Count the lines in the records below that contain the word "green". Reply with the number alone.

*** Information given ***

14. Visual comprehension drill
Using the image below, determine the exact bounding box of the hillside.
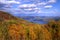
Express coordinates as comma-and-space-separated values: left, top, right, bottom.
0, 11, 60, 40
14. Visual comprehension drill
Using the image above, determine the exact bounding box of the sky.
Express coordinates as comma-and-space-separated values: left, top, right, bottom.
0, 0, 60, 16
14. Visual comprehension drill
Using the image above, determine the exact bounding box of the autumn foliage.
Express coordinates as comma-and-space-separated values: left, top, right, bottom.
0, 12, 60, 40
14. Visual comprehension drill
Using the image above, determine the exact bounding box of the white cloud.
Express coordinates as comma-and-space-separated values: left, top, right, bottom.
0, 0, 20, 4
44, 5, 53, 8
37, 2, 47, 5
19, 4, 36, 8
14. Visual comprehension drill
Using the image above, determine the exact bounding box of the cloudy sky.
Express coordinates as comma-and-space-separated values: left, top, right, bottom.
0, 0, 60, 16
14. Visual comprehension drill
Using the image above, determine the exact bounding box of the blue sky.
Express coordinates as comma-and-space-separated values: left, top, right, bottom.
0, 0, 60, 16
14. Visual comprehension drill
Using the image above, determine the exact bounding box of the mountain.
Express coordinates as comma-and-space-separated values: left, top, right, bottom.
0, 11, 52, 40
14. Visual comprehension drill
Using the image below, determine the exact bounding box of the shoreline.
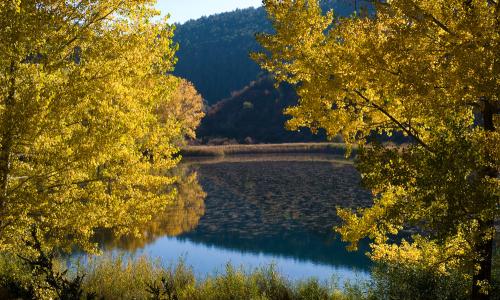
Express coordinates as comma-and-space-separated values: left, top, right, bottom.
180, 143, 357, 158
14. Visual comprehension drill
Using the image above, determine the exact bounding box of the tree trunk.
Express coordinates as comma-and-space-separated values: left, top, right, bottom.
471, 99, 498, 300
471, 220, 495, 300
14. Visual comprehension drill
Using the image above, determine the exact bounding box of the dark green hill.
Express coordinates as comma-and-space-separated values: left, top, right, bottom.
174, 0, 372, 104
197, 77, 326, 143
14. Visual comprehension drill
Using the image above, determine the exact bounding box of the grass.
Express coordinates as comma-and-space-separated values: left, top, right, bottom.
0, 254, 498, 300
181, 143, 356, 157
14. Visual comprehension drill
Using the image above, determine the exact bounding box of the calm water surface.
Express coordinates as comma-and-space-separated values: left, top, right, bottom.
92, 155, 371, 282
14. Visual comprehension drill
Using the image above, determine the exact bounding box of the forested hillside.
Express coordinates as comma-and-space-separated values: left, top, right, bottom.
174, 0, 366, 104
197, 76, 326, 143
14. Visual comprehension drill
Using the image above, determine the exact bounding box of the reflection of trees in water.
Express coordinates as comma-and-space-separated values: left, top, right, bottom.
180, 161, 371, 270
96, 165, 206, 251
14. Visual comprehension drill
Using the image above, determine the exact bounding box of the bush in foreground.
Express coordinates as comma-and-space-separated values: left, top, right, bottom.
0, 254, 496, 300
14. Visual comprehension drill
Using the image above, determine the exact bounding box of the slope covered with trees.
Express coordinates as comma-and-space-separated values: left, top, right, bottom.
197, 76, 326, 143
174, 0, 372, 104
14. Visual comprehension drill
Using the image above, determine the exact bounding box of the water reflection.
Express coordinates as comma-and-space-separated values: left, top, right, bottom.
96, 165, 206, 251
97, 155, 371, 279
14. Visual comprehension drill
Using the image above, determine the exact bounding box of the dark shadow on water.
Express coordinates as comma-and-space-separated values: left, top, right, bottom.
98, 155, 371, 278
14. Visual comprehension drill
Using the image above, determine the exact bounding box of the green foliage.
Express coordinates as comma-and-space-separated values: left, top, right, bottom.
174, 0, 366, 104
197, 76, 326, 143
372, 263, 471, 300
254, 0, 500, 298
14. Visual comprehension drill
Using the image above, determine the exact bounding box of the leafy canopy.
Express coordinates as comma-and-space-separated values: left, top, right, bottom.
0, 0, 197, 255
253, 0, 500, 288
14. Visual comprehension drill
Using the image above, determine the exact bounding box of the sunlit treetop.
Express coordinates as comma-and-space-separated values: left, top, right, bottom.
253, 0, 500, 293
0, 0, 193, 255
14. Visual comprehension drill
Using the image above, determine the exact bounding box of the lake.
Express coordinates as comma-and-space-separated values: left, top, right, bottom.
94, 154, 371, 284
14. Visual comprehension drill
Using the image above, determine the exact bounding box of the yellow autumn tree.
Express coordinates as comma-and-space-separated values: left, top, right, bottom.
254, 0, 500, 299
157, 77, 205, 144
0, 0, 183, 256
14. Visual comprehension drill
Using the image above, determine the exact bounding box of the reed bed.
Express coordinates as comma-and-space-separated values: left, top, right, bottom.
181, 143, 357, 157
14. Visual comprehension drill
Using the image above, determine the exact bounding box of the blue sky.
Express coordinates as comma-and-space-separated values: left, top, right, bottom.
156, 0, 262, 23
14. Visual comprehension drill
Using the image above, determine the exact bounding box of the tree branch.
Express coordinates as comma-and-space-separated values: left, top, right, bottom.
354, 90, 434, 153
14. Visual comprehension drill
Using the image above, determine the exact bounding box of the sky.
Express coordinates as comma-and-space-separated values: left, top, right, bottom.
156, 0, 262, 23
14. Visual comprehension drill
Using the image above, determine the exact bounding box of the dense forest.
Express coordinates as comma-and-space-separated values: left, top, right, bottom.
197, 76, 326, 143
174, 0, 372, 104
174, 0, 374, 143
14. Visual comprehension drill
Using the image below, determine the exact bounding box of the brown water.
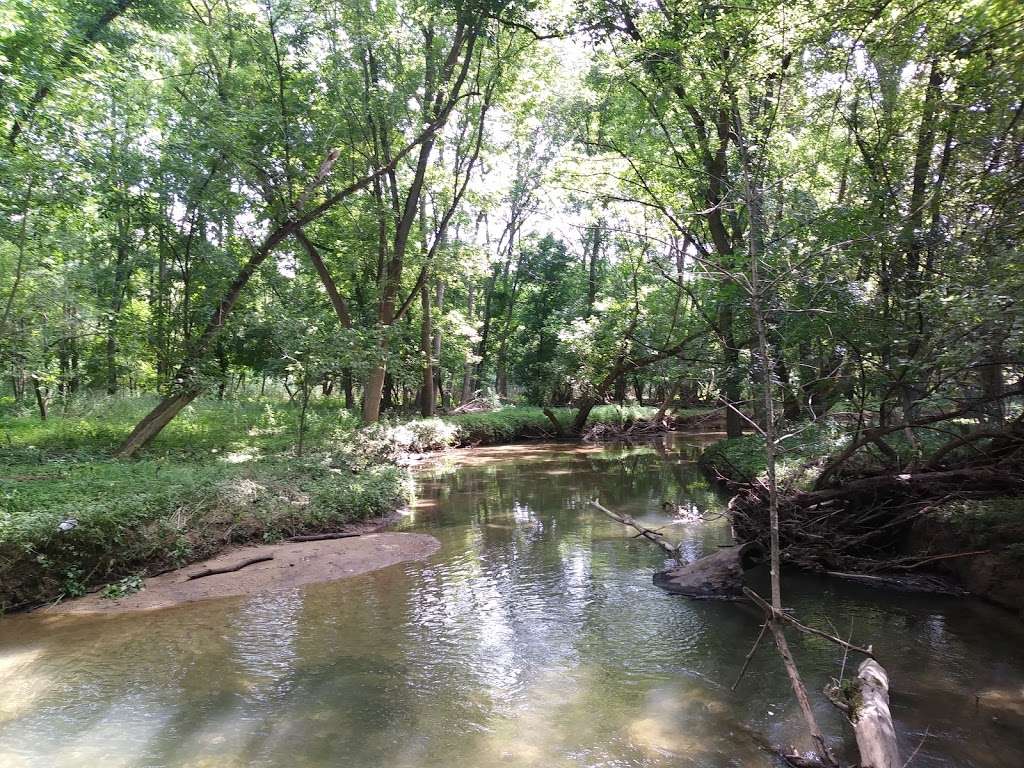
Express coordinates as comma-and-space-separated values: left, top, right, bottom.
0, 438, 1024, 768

***

> Solution
2